# PASSAGE SHOWN:
**********

Beer From Afar: a Rare Beer Tasting

It has become a rare occurrence for me to write about beer these days. While I continue to love and explore this beverage, I’ve tended to focus on friend and community rather than analysis when drinking the stuff. But today I shared several of the best beers in the world with a very good and old friend who is soon to be married and it seemed an appropriate occasion to share my impressions.

We started with the Goose Island Juliet, a sour beer made with wild yeast and blackberries (made in Illinois). This was quite tart, but also balanced and very food friendly. I wouldn’t say it was the most complex sour I’ve ever tasted, but it is certainly excellent with food.

The second beer we had was the phenomenally complex Lost Abbey Cuvee de Tomme, one of the rarest beers in California and made by aging Lost Abbey’s Judgement Day ale in Bourbon Barrels and French Oak and then adding cherries and inducing a secondary fermentation with brettanomyces yeast to bring the beer up from 8 to 12% abv. This is definitely in the top 5 sour beers I’ve ever tasted, despite a low carbonation level. If you can find this it is worth every penny.

The next beer, Odin’s Tipple from Hand Brewery in Norway, brought incredible balance to the table. Rich, elegant and yet very long and complex, this was a nearly perfect stout-style ale and definitely in the top ranks of the style.

After the Odin’s Tipple the Alaskan Balkan Porter brewed with vanilla beans, cherries and aged in oak chips was not quite as amazing as it would have been outside of the context of the other beers. So, yes this is an excellent porter and far more complex than is normal for the style, but it does not quite reach to the top ranks.

We then continued with the extremely rare and absolutely awesome Founder’s Devil’s Dancer Triple IPA, which they rate as 112 IBUs (100 is the normal max). This was 12% abv and super bitter, but amazingly complex and surpsingly easy drinking. In fact, as someone who normally does not like IPA, I would consider this amongst the best examples of the extreme high alcohol IPA style today. Incredible stuff – and a pure palate wrecker.

Our last beer was the Nogne O Mikkeller collaboration sour ale brewed with Scandavian Cranberries and wild yeasts. This was very balanced and complex, bringing interesting herb flavours and a tart berry component that you’d expect given the ingredients. A very good quality beer and the only one in this tasting that is actually available in B.C.

Beer Break

A good friend’s recent visit prompted me to set up a little beer dinner with a wide selection of brews (he’s a beer geek). I brought the majority of these beers back from the United States on various beer collecting voyages, but a few are available in the province. The five beers represent a large range of styles and are all superb examples of what they are trying to achieve. It strikes me that I don’t talk about beer enough on the blog – though I suppose that given the regularity with which I partake in wine drinking over beer justifies this. I am, however, very excited with the ever increasing craft beer movement here in Vancouver and within the last 3-4 years the market has exploded – something that the more mature wine market might learn from. Wine needs to start engendering more excitement and enthusiasm in the average drinkers and start bringing them into the fold of passion. As it stands, I know far more people who feel less intimidated by beer and accordingly more comfortable with expressing their enthusiasm for it. Wine just doesn’t get down to this basic level quite often enough.

**********

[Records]

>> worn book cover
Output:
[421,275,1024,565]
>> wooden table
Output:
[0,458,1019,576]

**********

# TASK OBJECTIVE:
For each statement about the rare beer tasting post, answer yes or no and quote the words from the post that decide it. (a) The Goose Island Juliet was made with blackberries. (b) The Lost Abbey Cuvee de Tomme had a high carbonation level. (c) The Nogne O Mikkeller collaboration was the only beer in the tasting that is available in B.C.

# EXPECTED ANSWER:
(a) Yes: "a sour beer made with wild yeast and blackberries"
(b) No: "despite a low carbonation level"
(c) Yes: "the only one in this tasting that is actually available in B.C."